----- PAGE EXTRACT

Late in the 1943 season, Oana was returned to the Milwaukee Brewers, appearing in several games until he sustained a fractured wrist. In December 1943, the Brewers sold Oana to the Buffalo Bisons of the International League. Oana compiled a 13–13 record with a 3.63 ERA in 38 games for the Bisons in 1944. He also spent most of the 1945 season in Buffalo, compiling a 15–14 record (4.20 ERA) in 31 games.

In August 1945, on the recommendation of Buffalo manager Bucky Harris, the Tigers called him back up to the big leagues. With the Tigers were competing for the American League pennant, Oana appeared in three games, one as a starter. Oana compiled a 1.59 ERA in 11 innings for the 1945 Tigers team that won the pennant and the 1945 World Series. His only major league game as a starting pitcher was on September 12, 1945, against the Philadelphia Athletics: Oana allowed one hit through the first eight innings, pitched 10 2/3 innings and allowed only two runs, though the Tigers lost the game, 3–2, in the 16th inning.

===Final years in the minors===
After the 1945 season, Oana was sold to the Dallas Rebels of the Texas League. By July 1946, he was ranked among the league's top hitters and pitchers. He finished the 1946 season with a 24–10 record, a 2.54 ERA, a .303 batting average and seven home runs in 185 at bats.

Oana remained in Dallas for two years, 1946 and 1947. He then played three years as a player-manager for the Austin Pioneers of the Big State League from 1948 to 1950. He concluded his career as the player-manager for the Texarkana Bears in 1951. He ended his minor league career with a .304 batting average with 2,292 hits, including 428 doubles, 130 triples, and 261 home runs.

==Personal and later life==
During his playing career, Oana developed a "reputation as a playboy," who "had too many extra-curricular activities." He was reported to have dressed like "a dandy", been "the Beau Brummel of baseball," and been idolized by fans for his "S-S appeal, socks and sex."

----------
----- SUPPLIED INFORMATION

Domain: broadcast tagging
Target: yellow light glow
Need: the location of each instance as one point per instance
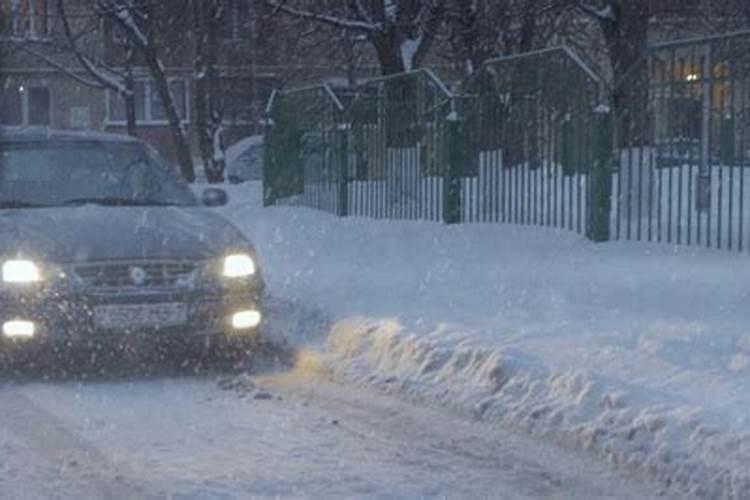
(20, 271)
(245, 320)
(238, 266)
(19, 329)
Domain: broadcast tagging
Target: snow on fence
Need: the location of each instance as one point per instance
(663, 204)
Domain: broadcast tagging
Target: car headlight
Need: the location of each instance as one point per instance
(238, 266)
(21, 271)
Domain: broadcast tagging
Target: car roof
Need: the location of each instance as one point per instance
(43, 134)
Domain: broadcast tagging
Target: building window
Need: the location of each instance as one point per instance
(21, 105)
(238, 97)
(30, 18)
(11, 105)
(39, 104)
(148, 108)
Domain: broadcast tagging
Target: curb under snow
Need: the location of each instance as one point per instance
(671, 444)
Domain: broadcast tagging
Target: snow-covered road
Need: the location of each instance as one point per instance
(290, 434)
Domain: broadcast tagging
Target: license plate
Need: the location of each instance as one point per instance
(140, 316)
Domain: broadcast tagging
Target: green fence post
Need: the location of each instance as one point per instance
(451, 178)
(601, 176)
(727, 143)
(567, 147)
(269, 162)
(342, 143)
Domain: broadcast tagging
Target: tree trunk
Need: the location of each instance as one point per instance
(207, 88)
(174, 119)
(130, 99)
(627, 42)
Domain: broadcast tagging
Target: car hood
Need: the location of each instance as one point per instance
(87, 233)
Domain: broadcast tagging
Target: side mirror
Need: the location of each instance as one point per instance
(215, 197)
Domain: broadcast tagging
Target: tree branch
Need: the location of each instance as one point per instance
(60, 67)
(350, 24)
(605, 13)
(110, 81)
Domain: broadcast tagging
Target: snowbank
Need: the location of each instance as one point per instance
(640, 353)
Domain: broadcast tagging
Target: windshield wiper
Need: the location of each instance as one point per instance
(21, 204)
(114, 201)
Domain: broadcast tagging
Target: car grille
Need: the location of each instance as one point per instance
(137, 274)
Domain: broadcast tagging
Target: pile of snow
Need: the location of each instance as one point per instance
(244, 159)
(638, 352)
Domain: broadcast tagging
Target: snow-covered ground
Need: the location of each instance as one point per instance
(639, 353)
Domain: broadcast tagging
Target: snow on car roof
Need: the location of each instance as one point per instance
(40, 134)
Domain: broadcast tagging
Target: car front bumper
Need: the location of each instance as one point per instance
(70, 318)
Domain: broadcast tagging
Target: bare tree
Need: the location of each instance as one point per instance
(140, 21)
(105, 76)
(401, 32)
(482, 29)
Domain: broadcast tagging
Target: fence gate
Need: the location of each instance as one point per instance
(683, 148)
(305, 151)
(532, 141)
(398, 146)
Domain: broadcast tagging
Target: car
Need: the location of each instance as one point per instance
(245, 160)
(101, 241)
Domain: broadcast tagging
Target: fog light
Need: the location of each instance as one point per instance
(19, 329)
(244, 320)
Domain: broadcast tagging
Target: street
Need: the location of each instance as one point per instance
(292, 433)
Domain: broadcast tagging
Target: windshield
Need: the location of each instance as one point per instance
(58, 173)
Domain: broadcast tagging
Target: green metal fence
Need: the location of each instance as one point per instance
(531, 142)
(662, 155)
(683, 145)
(305, 149)
(398, 145)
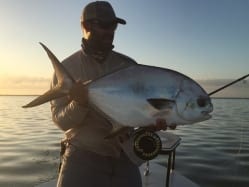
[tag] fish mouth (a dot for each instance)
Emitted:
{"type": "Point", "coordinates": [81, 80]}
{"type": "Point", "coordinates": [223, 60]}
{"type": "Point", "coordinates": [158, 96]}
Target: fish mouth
{"type": "Point", "coordinates": [206, 114]}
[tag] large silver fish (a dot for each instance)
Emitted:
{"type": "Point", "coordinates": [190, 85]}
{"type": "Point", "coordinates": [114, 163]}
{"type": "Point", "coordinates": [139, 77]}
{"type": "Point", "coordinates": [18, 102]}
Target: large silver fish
{"type": "Point", "coordinates": [137, 95]}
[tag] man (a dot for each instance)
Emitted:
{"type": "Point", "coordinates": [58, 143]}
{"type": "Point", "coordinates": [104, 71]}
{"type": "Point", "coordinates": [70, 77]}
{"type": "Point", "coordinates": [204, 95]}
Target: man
{"type": "Point", "coordinates": [89, 159]}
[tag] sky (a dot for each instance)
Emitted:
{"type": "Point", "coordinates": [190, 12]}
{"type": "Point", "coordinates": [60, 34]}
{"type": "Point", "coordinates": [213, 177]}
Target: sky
{"type": "Point", "coordinates": [207, 40]}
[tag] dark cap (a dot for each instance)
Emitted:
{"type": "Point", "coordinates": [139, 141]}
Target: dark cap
{"type": "Point", "coordinates": [102, 11]}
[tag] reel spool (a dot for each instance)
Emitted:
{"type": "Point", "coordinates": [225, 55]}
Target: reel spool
{"type": "Point", "coordinates": [147, 144]}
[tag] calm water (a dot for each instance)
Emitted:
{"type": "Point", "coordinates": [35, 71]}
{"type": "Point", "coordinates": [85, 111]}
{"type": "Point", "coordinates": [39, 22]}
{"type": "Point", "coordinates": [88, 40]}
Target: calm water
{"type": "Point", "coordinates": [214, 153]}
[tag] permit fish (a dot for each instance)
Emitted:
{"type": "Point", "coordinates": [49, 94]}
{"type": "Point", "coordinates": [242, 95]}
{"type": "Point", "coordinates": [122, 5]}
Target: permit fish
{"type": "Point", "coordinates": [137, 95]}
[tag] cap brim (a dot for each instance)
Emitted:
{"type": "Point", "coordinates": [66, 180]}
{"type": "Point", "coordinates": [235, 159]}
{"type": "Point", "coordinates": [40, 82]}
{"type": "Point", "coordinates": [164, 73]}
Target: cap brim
{"type": "Point", "coordinates": [121, 21]}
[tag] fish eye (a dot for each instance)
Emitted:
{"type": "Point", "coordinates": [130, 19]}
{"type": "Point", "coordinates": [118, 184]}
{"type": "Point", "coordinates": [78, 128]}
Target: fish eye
{"type": "Point", "coordinates": [202, 101]}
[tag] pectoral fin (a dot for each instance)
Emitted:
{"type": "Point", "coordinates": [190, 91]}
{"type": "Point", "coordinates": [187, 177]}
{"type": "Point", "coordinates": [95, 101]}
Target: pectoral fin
{"type": "Point", "coordinates": [161, 104]}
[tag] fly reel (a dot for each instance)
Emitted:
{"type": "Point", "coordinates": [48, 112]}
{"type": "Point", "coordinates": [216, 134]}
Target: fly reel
{"type": "Point", "coordinates": [147, 144]}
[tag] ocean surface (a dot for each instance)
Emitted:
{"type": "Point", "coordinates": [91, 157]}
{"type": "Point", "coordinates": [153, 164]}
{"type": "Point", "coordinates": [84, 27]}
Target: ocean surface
{"type": "Point", "coordinates": [214, 153]}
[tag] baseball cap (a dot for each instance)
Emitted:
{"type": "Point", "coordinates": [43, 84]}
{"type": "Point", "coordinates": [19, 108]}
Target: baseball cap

----------

• ACTIVITY A
Answer these questions from the passage on Oana's baseball career, marking each answer (i), (ii), or (iii) to match:
(i) Which club bought Oana from the Milwaukee Brewers in December 1943?
(ii) Which team did Oana face in his only major league start as a pitcher?
(iii) What won-lost record did Oana finish with in the 1946 season?
• ACTIVITY B
Pick up the passage on Oana's baseball career after its last sentence and continue it.
The listing has no connection to the passage on Oana's baseball career.

• EXERCISE RESPONSE A
(i) The Buffalo Bisons of the International League
(ii) The Philadelphia Athletics
(iii) 24–10

• EXERCISE RESPONSE B
Oana was married multiple times. With his first wife, Arma Puninani Richardson, he had two sons, George (born 1928) and Henry (born 1929). On October 1, 1935, he was married to Joyce Powell of Winter Haven, Florida. By 1942, he had remarried to Patricial Hall of Atlanta. In 1946, he was reported to be happily married to a Texas girl. He also had at least two marriages late in life, in 1968 to a woman named Cynthia, and in 1974 to Opal Gunn. Spencer Abbott, Oana's minor league manager in Portland and Atlanta, recalled that Oana "worried hell out of me." According to Abbott, Oana had friends in every town, and "it was tough for him to live anything resembling a Spartan life." Abbott speculated that, despite having major league talent, Oana's lifestyle may have held him back from becoming a star in the major leagues. In 1946, Abbott opined: "If he had been a less handsome fellow with the same ability he might have been a ten-year star now in the major leagues."

Oana's baseball career ended in 1951, in part due to vision problems. In the spring of 1952, Oana underwent surgery in Austin, Texas, to remove cataracts from his right eye. He reportedly underwent eye surgery five times over the next 10 years and lived and worked during the late 1950s and early 1960s in a rehabilitation center for the blind in Austin, Texas. He worked there as an instructor teaching crafts to the totally blind. In 1965, the Associated Press reported that Oana's vision had returned and that he hoped to secure a job as a baseball coach, which would enable him to reimburse the Travis Association for the Blind for the assistance it provided while his vision was substantially lost due to cataracts in both eyes.

In his later years, Oana regained much of his vision and continued living in Austin, Texas. He operated a lakeside fishing business and was also a captain with the Travis County Sheriff's Department. Oana died of a heart attack in 1976 at his home in Austin, Texas at the age of 66, and was buried at the Oakwood Cemetery in Austin.